_Task item_
Copy task. Retype the whole listing exactly, omitting any picture in it.

_Exercise data_
━━━━━━━━

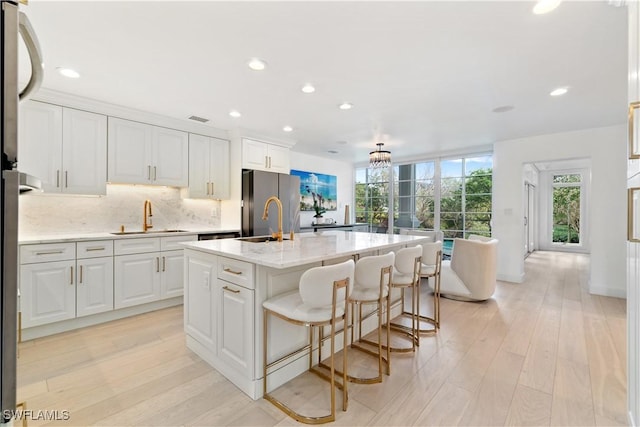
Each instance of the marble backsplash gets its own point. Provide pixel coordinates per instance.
(123, 205)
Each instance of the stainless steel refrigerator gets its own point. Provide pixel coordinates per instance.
(257, 187)
(12, 24)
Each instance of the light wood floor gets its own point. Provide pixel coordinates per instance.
(544, 352)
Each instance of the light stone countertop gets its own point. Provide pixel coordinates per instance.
(75, 237)
(306, 248)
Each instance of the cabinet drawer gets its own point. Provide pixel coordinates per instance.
(47, 252)
(173, 242)
(234, 271)
(136, 246)
(94, 249)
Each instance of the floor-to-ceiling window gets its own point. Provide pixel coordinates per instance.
(566, 199)
(452, 195)
(372, 198)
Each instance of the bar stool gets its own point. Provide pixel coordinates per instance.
(430, 267)
(321, 300)
(406, 275)
(372, 284)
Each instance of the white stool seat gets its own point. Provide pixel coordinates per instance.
(368, 294)
(291, 305)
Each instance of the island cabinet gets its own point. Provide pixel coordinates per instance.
(226, 282)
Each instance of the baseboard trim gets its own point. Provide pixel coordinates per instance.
(607, 291)
(81, 322)
(513, 278)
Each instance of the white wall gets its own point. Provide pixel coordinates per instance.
(344, 176)
(606, 147)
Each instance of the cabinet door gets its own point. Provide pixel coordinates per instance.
(47, 292)
(199, 161)
(137, 279)
(94, 289)
(235, 326)
(170, 157)
(219, 169)
(40, 144)
(84, 154)
(254, 155)
(279, 159)
(199, 312)
(172, 282)
(129, 152)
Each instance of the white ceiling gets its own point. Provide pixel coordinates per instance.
(425, 76)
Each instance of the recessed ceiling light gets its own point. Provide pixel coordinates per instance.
(68, 72)
(545, 6)
(503, 109)
(257, 64)
(559, 91)
(308, 88)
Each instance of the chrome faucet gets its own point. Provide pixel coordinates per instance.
(265, 216)
(146, 216)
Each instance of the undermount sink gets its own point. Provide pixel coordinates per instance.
(259, 239)
(123, 233)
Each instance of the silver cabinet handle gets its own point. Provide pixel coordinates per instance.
(51, 252)
(634, 150)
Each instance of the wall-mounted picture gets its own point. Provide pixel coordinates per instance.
(318, 192)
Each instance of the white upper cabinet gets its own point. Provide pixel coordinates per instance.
(260, 155)
(208, 167)
(144, 154)
(63, 147)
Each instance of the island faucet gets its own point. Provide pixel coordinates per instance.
(265, 216)
(146, 216)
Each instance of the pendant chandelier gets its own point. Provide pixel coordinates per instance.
(379, 158)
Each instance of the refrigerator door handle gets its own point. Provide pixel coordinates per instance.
(35, 55)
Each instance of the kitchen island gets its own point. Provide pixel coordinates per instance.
(226, 282)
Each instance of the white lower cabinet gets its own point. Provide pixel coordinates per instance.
(235, 326)
(137, 279)
(199, 320)
(47, 292)
(94, 288)
(172, 278)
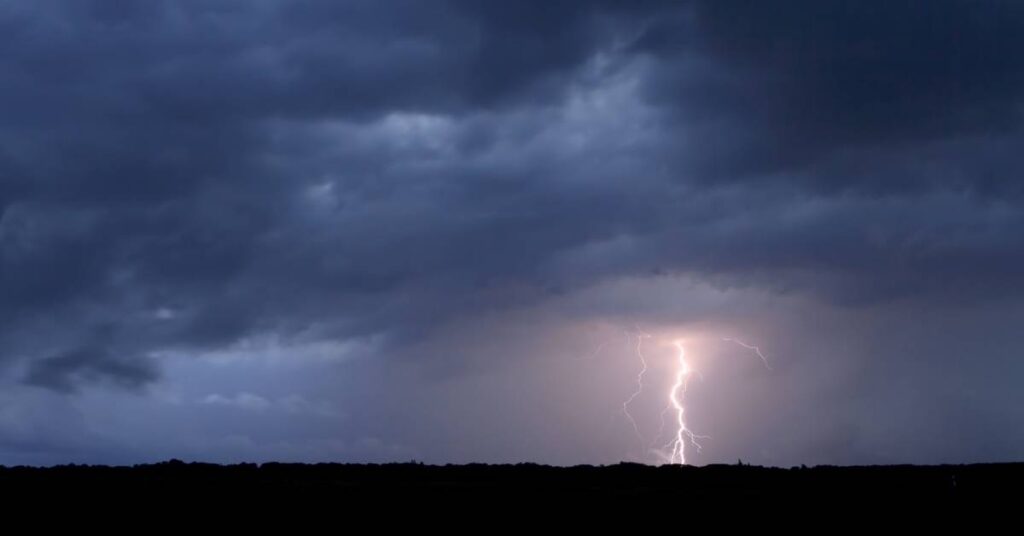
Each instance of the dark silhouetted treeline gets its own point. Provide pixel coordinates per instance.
(940, 486)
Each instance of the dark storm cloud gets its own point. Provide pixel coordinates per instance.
(196, 172)
(846, 94)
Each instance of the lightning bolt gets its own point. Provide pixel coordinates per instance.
(676, 402)
(675, 451)
(643, 370)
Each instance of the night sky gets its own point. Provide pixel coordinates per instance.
(386, 231)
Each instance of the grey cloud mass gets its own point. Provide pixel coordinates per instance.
(415, 217)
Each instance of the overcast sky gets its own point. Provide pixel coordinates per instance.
(383, 231)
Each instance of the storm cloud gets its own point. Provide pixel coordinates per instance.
(383, 223)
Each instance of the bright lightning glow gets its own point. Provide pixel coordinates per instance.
(675, 451)
(676, 401)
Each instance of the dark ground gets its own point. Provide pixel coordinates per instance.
(721, 487)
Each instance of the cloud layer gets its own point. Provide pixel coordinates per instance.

━━━━━━━━

_Solution for this task_
Each instance of the marble backsplash gets its own point. Provide pixel coordinates per instance.
(123, 205)
Each instance of the stainless steel refrigerator gets its own point. Provide pixel coordinates per instance.
(257, 187)
(12, 24)
Each instance of the light wood floor gets its own point. Provide pixel coordinates per instance.
(544, 352)
Each instance of the light stone countertop gets its own point. Provide pixel coordinates per instance.
(75, 237)
(306, 248)
Each instance of the cabinet drawer gets its own point. Provide pixel coordinates per instance.
(47, 252)
(173, 242)
(234, 271)
(136, 246)
(94, 249)
Each instance of the floor-to-ceiling window gets its own point. Provide pixel coordinates per instance.
(566, 199)
(452, 195)
(372, 198)
Each instance of the bar stool gets its own point. Provide pixel coordinates per instance.
(430, 267)
(321, 300)
(406, 275)
(372, 284)
Each instance of the white stool seat gets its own point. Provide pixel coordinates per instance.
(368, 294)
(291, 305)
Each instance of the island cabinet gets its own point. Provide pixel coordinates per instance.
(226, 282)
Each instance of the baseboard trim gets its own point. Provide pixel coordinates per instance.
(607, 291)
(81, 322)
(513, 278)
Each instance of the white wall gets its own point. Provide pixel coordinates per instance.
(344, 176)
(606, 147)
Each instance of the cabinet door gets its own point. Provide pixel coordinates per instance.
(47, 292)
(199, 161)
(137, 279)
(94, 289)
(235, 326)
(170, 157)
(219, 169)
(40, 144)
(84, 154)
(254, 155)
(279, 159)
(199, 312)
(172, 282)
(129, 152)
Each instance of the white ceiling gets its own point. Provide pixel coordinates per instance.
(425, 76)
Each instance of the recessed ceiling light gets its own point. Provide pixel coordinates per instance.
(68, 72)
(545, 6)
(503, 109)
(257, 64)
(559, 91)
(308, 88)
Each instance of the chrome faucet gets its own point. Provide pixel coordinates per instance.
(265, 216)
(146, 216)
Each instance of the undermount sink gets its own point. Provide pixel coordinates per instance.
(259, 239)
(123, 233)
Each instance of the silver cabinet handle gets its own point. Provide pixel coordinates per instance.
(51, 252)
(634, 150)
Each instance of the wall-mounted picture gets its own point. Provide pixel coordinates per instance.
(318, 192)
Each instance of the white upper cabinet gets its own point. Provide pixel coordinates per instance.
(260, 155)
(208, 167)
(144, 154)
(63, 147)
Each instance of the island faucet gets its own point. Provide pixel coordinates per instance.
(265, 216)
(146, 216)
Each instance of the pendant chandelier gets its own point. Provide pixel coordinates per instance.
(379, 158)
Each instance of the refrigerator door handle gets its own point. Provide pixel coordinates per instance.
(35, 55)
Each instance of the kitchen island gets its own point. Provide pixel coordinates per instance.
(226, 282)
Each instance of the white lower cabinet gets its own point. Provide pixel coordinates per instance.
(235, 326)
(137, 279)
(199, 320)
(47, 292)
(94, 288)
(172, 278)
Each instance of the dark silhouetted treeline gets its own point. Provide pixel coordinates per instance.
(940, 486)
Each instance of the dark storm cloud gets its own point. Provide pixel coordinates per instance.
(196, 172)
(846, 94)
Each instance of the lightning bolt gets its own point. Provide pixel coordinates per instance.
(676, 402)
(675, 451)
(643, 370)
Each instance of the night sky gets its own point. Provide pixel coordinates per instance.
(386, 231)
Each instance of the grey cloud mass gets its own point. Provide pixel coordinates per instance.
(415, 217)
Each instance of the overcast sky gets its own point. Provide pixel coordinates per instance.
(383, 231)
Each instance of the storm cloud gets its own point. Provide pixel coordinates per instance.
(383, 223)
Each instance of the bright lightning glow gets its own point. Provide pixel coordinates per instance.
(675, 451)
(676, 401)
Each instance of the dark ground gets its own point. Provide pixel coordinates per instance.
(721, 487)
Each instance of the cloud layer gets its own point. Provide pixel coordinates per instance.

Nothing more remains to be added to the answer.